> What the task requires
Restate the records below exactly. Pictures are not part of the copy.

[[ Material provided open ]]

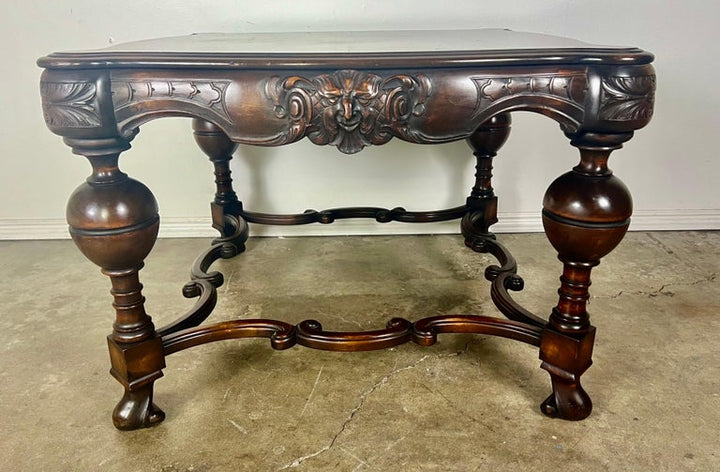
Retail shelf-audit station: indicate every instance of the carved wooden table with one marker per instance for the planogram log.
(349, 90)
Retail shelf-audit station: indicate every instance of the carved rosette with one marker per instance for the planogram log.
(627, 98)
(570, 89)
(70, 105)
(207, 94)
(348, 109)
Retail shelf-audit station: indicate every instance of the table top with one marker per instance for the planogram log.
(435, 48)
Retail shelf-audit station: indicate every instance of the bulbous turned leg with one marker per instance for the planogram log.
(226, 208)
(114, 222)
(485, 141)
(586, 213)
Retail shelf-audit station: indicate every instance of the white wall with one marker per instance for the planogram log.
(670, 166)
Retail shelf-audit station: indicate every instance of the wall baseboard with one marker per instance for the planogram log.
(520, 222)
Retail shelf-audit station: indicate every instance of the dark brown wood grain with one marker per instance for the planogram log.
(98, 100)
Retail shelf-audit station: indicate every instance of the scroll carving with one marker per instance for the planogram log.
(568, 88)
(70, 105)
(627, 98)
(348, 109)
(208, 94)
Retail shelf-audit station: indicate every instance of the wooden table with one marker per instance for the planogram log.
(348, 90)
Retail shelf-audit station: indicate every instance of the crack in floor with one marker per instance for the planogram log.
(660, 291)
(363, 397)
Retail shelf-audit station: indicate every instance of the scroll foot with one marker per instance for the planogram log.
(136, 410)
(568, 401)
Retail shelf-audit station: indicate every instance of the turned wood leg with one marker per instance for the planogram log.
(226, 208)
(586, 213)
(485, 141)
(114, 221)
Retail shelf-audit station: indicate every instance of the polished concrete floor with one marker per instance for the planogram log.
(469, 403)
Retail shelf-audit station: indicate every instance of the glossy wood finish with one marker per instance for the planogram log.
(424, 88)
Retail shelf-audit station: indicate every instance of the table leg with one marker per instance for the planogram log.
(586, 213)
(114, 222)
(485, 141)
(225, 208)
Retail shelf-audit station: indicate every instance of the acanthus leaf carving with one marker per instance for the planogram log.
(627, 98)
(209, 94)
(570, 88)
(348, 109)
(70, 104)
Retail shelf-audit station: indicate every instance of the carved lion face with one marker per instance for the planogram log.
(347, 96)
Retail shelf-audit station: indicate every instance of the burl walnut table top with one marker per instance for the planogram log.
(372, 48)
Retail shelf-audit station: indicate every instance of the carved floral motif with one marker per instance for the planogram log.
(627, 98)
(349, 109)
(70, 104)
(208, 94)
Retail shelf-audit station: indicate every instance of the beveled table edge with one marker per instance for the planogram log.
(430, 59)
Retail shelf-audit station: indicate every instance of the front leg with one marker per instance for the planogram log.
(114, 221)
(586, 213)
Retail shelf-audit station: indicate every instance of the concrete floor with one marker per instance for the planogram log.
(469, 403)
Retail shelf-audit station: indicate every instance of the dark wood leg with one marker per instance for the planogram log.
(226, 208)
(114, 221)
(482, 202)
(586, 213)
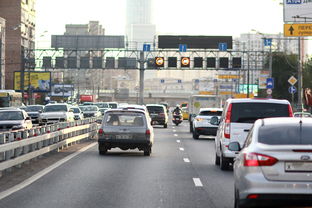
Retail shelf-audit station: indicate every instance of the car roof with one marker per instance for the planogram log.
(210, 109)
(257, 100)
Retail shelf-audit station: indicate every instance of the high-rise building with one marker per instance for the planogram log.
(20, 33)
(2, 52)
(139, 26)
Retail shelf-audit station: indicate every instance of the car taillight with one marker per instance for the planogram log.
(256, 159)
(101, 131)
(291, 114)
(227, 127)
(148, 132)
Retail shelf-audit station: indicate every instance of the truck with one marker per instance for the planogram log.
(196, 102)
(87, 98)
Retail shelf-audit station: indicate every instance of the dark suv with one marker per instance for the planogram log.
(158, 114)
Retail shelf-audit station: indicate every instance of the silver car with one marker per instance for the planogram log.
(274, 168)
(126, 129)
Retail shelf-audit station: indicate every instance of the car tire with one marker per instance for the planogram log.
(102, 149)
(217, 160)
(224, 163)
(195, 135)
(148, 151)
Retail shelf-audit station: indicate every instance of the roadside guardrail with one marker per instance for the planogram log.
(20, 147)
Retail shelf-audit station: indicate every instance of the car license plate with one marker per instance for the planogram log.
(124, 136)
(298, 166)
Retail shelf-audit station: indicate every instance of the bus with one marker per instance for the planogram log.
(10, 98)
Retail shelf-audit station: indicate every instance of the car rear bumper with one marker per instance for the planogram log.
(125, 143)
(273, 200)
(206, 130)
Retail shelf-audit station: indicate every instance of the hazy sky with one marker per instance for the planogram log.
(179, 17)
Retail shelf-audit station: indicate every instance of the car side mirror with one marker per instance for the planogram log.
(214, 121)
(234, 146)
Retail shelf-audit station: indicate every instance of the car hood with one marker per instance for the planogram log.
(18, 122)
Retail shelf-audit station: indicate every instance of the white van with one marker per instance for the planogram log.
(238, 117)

[[ Material provided closed ]]

> Reply to the exercise
Retail shelf-audit station: indicate every instance of the carved wooden table with one marker per instance for the planogram log.
(349, 90)
Retail shelf-audit station: indicate every instance of the carved rosette with one marker per instance for the planogram log.
(627, 98)
(570, 89)
(70, 105)
(207, 94)
(348, 109)
Retail shelf-audit station: indicate every instance of the table top with one marker per instance for the planogram log.
(435, 48)
Retail shelf-audit station: indicate every instance of the bulbous turned leg with one marker per instance for the planogram log.
(226, 208)
(114, 222)
(485, 141)
(586, 213)
Retail shelf-audit station: indicate every instance of the white wall with one marker per instance for the planogram log.
(670, 166)
Retail shelf-audit station: indicate every instance of the wall baseboard with one marker per instance for the planogram log.
(520, 222)
Retail shelf-audit station: indicate every instance of the dark brown wood grain with one marker per instance for the planogram log.
(98, 100)
Retail shelf-audit station: indicate every instance of the scroll carving with one marker per instance for the planogram log.
(568, 88)
(70, 105)
(627, 98)
(348, 109)
(208, 94)
Retail shelf-audit station: indicate every instance of the wooden table with one marker per instance for the planogram log.
(348, 90)
Retail shelf-audit station: indicate every instance of the crack in floor with one marker per instance for the planogram log.
(660, 291)
(363, 397)
Retail shelf-audit station: indicate every instance of the scroll foot with one marker per instance for the planogram log.
(136, 410)
(568, 401)
Retail shelf-audit station: indicate every instance of the turned wood leg with one marker per instance for the planogram log.
(226, 208)
(586, 213)
(485, 141)
(114, 221)
Retail shelf-audit station: indicate every instance of the polished concrete floor with one marker per instance for the planogram log.
(469, 403)
Retail shelf-audit station: indicate every instance of the glossy wood finish with one marker per instance for the planogram log.
(424, 88)
Retail shelf-audit station: indicate every instance of the table leg with one marker per instance for the planogram log.
(586, 213)
(114, 222)
(485, 141)
(225, 208)
Retail shelf-audit station: indicate every instance of the acanthus leaf carving with one marker per instance for the planogram log.
(627, 98)
(209, 94)
(570, 88)
(348, 109)
(70, 104)
Retail shelf-audit station: indicate every instance of the carved lion face with one marker per instance for the planogram log.
(347, 96)
Retail shelf-audit station: indicate every instance of the burl walnut table top with one marker per instance for the planogram log.
(372, 48)
Retail shelf-audit station: indicate every instance of the carved floral motif with one marker per instance for the planogram log.
(627, 98)
(349, 109)
(70, 104)
(208, 94)
Retail shelf-audit station: indicate every instance of the beveled table edge with one marker per instance for the planogram log.
(430, 59)
Retail shelf-audit station: indicate every instance of the front leg with one marker per instance for the planogram log.
(114, 221)
(586, 213)
Retail shelf-audit station: indicate every instance of the concrete floor with one marker per instance for the planogram log.
(469, 403)
Retail shelf-audit station: indicate every instance of the dark wood leg with one marker per instance for the planogram log.
(226, 208)
(114, 221)
(482, 202)
(586, 213)
Retail shelf-audit station: indicate every instance of the car roof with one marker per instance for the planogram log.
(210, 109)
(257, 100)
Retail shelf-audit station: indicate every instance of the high-rise building with one marker per instance for the planogram log.
(20, 33)
(2, 52)
(139, 26)
Retail shelf-audit station: indicate every instance of the car taillight with one marker per instance for the planogram log.
(256, 159)
(101, 131)
(291, 114)
(227, 127)
(148, 132)
Retail shelf-audit station: indicate every instance of the truck with one marker per instance for the planogram log.
(196, 102)
(87, 98)
Retail shelf-audit station: indicate every instance of the dark suv with one marker per instance for the planogram log.
(158, 114)
Retail shelf-audit station: indicate every instance of the silver car with one marker per instance for the planogram log.
(274, 168)
(126, 129)
Retail shelf-audit station: indicate every instance of the car tire with one marker per instance for the planogram log.
(102, 149)
(217, 160)
(224, 163)
(195, 135)
(148, 151)
Retail shelf-audit station: indicate every instance of the roadside guardrail with one marker per instance for the planogram log.
(20, 147)
Retail shelf-audit station: indicate every instance of the car license plate with one marker per instance for the planogram log.
(124, 136)
(298, 166)
Retail shelf-audit station: indicate every instance of the bus with one marker per instance for the planogram log.
(10, 98)
Retail shelf-audit station: indicate every instance of the car rear bumper with one marker per instance for the planogram log.
(125, 143)
(273, 200)
(206, 130)
Retail shelf-audit station: indicate every instance of the hazy sky with one marker per instance for the planogram log.
(179, 17)
Retail shelf-audit station: indicate every instance of the car side mirror with one marker per instance for the planogram log.
(214, 121)
(234, 146)
Retail shelf-audit station: indicate every instance of the car hood with one marker per instance for the planogram log.
(18, 122)
Retail shelf-audit station: indicate every instance of the white van with one marker per instance for the planogram log.
(238, 117)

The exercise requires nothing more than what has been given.